EXCERPT:
┄┄┄┄┄┄┄┄┄┄┄┄┄┄┄┄┄┄┄┄

Skip to content

LinVideo: A Post-Training Framework towards O(n) Attention in Efficient Video Generation

Conference: CVPR 2026 arXiv: 2510.08318 Code: None (but based on the open-source Wan model) Area: Video Generation / Efficient Inference / Linear Attention Keywords: Video Diffusion Models, Linear Attention, Post-Training, Selective Transfer, Distribution Matching

TL;DR

LinVideo is the first data-free post-training framework that automatically identifies which layers are most amenable to linear attention substitution via selective transfer, and recovers model performance through an Arbitrary-timestep Distribution Matching (ADM) objective. It achieves 1.43–1.71× lossless speedup on Wan 1.3B/14B, and up to 15.9–20.9× speedup when combined with 4-step distillation.

Background & Motivation

The inference bottleneck of video diffusion models (Wan, CogVideoX, Sora) lies in the \(O(n^2)\) complexity of self-attention — a 10-second video typically produces >50K tokens. Attention sparsification helps but generally reduces computation by less than 50%. Linear attention reduces complexity to \(O(n)\), but full replacement requires expensive pretraining (e.g., SANA-Video). The root cause is that linear attention lacks the expressiveness to capture complex spatiotemporal dynamics in video; naively replacing all layers and fine-tuning yields poor results.

┄┄┄┄┄┄┄┄┄┄┄┄┄┄┄┄┄┄┄┄

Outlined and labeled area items
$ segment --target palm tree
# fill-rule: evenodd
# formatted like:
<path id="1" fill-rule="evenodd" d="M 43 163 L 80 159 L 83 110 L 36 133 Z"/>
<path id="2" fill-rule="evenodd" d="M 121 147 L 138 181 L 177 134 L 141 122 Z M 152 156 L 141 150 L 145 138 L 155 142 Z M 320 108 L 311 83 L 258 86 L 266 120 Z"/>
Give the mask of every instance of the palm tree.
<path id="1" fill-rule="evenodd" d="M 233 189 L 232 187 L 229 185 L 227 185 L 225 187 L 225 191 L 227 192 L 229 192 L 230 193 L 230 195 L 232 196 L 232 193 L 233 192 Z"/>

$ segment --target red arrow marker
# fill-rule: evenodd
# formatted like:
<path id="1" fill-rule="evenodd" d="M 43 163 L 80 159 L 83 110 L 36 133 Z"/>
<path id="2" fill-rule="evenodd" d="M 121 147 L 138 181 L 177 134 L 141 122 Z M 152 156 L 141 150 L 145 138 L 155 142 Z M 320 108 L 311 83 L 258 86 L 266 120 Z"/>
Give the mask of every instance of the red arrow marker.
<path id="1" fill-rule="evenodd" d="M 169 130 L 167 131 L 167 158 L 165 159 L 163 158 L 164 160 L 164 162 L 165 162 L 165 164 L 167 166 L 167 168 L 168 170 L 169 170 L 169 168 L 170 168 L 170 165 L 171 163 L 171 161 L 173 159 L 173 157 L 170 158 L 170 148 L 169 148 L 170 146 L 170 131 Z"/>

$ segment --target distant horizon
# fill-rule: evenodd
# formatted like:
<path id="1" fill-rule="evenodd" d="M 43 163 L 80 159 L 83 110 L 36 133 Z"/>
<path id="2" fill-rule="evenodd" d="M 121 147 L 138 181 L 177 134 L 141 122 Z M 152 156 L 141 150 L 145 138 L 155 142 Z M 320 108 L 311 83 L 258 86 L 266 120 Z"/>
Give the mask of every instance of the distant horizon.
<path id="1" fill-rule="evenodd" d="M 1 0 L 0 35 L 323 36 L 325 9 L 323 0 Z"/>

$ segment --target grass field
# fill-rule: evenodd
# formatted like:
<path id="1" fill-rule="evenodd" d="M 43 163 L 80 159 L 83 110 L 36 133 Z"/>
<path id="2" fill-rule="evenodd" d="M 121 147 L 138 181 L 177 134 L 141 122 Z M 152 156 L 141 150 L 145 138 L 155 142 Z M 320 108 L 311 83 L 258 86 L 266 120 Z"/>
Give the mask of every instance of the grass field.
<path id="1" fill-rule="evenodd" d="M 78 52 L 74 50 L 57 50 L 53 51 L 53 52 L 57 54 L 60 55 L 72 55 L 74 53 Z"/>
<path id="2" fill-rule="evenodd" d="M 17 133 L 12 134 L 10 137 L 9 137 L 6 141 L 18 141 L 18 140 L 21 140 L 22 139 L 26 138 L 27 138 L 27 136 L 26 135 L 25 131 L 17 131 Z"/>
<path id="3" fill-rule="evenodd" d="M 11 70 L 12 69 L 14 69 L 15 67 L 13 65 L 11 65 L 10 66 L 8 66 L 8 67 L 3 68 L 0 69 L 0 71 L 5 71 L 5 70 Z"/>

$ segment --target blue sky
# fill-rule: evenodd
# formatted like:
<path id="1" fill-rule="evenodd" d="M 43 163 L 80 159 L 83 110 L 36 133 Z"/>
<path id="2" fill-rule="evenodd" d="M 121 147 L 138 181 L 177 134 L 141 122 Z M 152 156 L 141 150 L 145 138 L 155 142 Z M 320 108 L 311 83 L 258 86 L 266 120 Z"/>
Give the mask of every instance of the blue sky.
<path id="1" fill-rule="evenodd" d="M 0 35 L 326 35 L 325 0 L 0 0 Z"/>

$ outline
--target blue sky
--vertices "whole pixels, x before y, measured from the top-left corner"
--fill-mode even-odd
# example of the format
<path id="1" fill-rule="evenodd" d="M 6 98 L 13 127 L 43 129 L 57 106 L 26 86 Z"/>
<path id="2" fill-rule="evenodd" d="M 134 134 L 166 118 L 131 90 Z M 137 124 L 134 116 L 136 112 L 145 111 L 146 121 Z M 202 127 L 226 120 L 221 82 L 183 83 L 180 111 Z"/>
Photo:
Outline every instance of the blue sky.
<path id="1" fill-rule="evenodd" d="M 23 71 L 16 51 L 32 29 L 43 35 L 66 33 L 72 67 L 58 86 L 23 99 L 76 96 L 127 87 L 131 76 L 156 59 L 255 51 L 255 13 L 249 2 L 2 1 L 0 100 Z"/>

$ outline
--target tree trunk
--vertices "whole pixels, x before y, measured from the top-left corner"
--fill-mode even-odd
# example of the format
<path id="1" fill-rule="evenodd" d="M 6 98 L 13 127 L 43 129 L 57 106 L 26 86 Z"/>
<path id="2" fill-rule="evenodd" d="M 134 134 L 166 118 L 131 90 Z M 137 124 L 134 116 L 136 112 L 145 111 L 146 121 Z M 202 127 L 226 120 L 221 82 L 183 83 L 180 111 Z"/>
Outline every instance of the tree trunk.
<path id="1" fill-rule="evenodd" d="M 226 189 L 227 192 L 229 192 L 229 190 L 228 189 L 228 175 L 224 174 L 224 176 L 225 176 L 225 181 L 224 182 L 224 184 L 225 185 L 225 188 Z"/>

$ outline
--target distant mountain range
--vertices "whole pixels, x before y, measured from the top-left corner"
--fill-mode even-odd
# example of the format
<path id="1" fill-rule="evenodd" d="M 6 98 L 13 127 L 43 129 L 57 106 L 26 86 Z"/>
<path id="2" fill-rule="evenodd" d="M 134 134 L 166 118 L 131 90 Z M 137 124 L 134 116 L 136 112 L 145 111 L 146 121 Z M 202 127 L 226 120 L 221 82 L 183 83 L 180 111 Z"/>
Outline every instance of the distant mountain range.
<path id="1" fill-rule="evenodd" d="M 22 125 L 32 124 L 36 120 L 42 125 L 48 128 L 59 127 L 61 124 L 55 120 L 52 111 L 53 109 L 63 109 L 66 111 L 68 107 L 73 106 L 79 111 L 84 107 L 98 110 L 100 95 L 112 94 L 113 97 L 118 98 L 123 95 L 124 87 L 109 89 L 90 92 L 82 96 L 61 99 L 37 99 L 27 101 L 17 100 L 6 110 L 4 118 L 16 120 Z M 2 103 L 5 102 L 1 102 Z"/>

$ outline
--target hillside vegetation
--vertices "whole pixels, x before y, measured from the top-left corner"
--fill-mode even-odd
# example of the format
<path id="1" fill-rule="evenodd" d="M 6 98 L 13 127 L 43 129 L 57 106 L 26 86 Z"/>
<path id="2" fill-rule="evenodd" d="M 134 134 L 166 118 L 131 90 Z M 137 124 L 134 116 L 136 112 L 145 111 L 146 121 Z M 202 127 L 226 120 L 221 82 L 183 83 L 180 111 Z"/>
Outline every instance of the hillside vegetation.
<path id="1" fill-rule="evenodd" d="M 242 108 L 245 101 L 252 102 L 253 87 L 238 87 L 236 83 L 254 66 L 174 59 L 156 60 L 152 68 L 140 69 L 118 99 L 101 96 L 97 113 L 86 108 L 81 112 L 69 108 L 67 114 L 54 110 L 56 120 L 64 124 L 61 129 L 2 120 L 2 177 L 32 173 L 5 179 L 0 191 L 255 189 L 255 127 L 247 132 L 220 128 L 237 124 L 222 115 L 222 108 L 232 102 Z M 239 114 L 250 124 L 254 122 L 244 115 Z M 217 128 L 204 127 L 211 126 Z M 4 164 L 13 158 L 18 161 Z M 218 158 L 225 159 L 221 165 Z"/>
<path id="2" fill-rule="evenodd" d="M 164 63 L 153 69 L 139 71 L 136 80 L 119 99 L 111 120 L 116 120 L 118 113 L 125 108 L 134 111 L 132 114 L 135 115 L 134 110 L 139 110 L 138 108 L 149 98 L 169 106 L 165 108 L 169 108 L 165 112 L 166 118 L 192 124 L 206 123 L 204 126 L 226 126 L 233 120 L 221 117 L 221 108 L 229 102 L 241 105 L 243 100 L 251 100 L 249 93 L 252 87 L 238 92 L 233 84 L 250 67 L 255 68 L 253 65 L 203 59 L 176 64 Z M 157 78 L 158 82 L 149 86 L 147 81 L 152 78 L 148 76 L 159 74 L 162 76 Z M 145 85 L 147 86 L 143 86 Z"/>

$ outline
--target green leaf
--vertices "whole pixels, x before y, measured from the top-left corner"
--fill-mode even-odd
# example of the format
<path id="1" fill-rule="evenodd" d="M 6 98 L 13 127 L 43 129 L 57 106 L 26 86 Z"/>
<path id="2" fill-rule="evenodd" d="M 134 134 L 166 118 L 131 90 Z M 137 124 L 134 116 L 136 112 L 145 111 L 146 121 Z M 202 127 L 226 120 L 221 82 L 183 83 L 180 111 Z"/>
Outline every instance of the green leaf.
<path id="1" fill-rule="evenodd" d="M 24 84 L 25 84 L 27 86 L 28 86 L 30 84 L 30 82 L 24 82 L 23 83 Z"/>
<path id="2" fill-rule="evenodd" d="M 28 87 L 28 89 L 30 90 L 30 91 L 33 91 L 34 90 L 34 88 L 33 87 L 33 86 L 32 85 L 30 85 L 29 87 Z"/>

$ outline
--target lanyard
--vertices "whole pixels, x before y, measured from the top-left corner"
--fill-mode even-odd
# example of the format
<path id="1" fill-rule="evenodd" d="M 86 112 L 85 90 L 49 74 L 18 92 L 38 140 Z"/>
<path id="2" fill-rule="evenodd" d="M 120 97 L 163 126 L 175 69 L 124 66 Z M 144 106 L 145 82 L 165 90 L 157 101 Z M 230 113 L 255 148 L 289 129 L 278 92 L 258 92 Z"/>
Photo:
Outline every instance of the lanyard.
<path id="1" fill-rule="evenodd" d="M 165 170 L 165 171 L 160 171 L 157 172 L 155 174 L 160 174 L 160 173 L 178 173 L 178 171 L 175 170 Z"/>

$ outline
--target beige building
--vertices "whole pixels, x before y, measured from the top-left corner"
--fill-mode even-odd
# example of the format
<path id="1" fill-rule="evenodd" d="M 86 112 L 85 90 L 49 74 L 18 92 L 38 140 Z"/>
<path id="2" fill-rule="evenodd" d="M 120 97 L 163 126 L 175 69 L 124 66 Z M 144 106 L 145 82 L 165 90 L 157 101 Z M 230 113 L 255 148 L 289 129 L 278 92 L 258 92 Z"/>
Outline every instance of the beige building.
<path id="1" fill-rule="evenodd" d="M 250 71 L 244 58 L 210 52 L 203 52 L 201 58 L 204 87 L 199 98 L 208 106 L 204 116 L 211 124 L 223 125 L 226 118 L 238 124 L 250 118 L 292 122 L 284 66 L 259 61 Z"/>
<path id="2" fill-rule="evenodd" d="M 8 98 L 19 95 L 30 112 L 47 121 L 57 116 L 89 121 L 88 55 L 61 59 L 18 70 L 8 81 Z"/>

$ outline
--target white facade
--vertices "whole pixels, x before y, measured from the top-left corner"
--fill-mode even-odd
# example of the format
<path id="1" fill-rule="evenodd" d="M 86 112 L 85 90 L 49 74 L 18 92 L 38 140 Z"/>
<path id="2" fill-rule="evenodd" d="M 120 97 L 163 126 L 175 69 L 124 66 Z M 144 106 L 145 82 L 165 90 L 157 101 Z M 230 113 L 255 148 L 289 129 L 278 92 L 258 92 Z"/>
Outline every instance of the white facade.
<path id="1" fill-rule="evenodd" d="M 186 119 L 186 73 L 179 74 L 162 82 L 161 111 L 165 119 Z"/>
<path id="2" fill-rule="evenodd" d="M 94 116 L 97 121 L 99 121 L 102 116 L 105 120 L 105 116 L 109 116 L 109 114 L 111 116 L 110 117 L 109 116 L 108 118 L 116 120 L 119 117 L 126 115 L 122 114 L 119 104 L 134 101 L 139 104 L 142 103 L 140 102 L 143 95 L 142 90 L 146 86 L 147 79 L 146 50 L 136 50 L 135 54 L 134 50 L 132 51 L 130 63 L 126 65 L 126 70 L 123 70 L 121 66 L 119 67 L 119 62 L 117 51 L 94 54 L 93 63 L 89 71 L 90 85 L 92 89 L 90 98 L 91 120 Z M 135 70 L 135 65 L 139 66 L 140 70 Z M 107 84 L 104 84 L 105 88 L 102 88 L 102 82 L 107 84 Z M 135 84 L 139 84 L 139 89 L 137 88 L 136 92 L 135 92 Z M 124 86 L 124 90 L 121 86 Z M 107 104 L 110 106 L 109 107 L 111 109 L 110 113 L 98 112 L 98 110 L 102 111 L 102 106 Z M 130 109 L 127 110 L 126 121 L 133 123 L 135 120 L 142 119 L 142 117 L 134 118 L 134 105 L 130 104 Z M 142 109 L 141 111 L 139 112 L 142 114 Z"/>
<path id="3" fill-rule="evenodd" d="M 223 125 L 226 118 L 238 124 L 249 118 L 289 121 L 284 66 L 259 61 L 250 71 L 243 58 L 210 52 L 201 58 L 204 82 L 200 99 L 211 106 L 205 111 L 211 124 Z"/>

┄┄┄┄┄┄┄┄┄┄┄┄┄┄┄┄┄┄┄┄

WHAT YOU WILL DO:
- A) Does the LinVideo summary agree with each statement? Answer yes or no for each, and quote the words from the summary that decide it.
(i) LinVideo relies on training data to recover model performance.
(ii) Attention sparsification generally cuts computation by more than half.
(iii) A 10-second video typically yields more than 50K tokens.
- B) Answer these questions from the LinVideo summary:
(i) At which conference does the work appear?
(ii) What speedup does LinVideo reach when combined with 4-step distillation?
(iii) Which model is cited as an example of the expensive pretraining that full replacement with linear attention requires?
- C) Continue the LinVideo summary from its last sentence.
None of this data is needed.

OUTPUTS BY TASK:
- A)
(i) No: "LinVideo is the first data-free post-training framework"
(ii) No: "Attention sparsification helps but generally reduces computation by less than 50%"
(iii) Yes: "a 10-second video typically produces >50K tokens"

- B)
(i) CVPR 2026
(ii) Up to 15.9–20.9×
(iii) SANA-Video

- C)
Core Problem

Can one efficiently replace as many softmax attention layers as possible with linear attention via data-free post-training, while preserving video generation quality?

Method

Overall Architecture

Two core technical contributions: (1) Selective Transfer: a learnable binary classifier automatically determines whether each layer uses softmax or linear attention; (2) Arbitrary-timestep Distribution Matching (ADM): aligns the sample distributions of the original and linearized models at every timestep along the sampling trajectory, rather than only at the final output. The entire process is data-free — training data is generated by sampling from the original model itself.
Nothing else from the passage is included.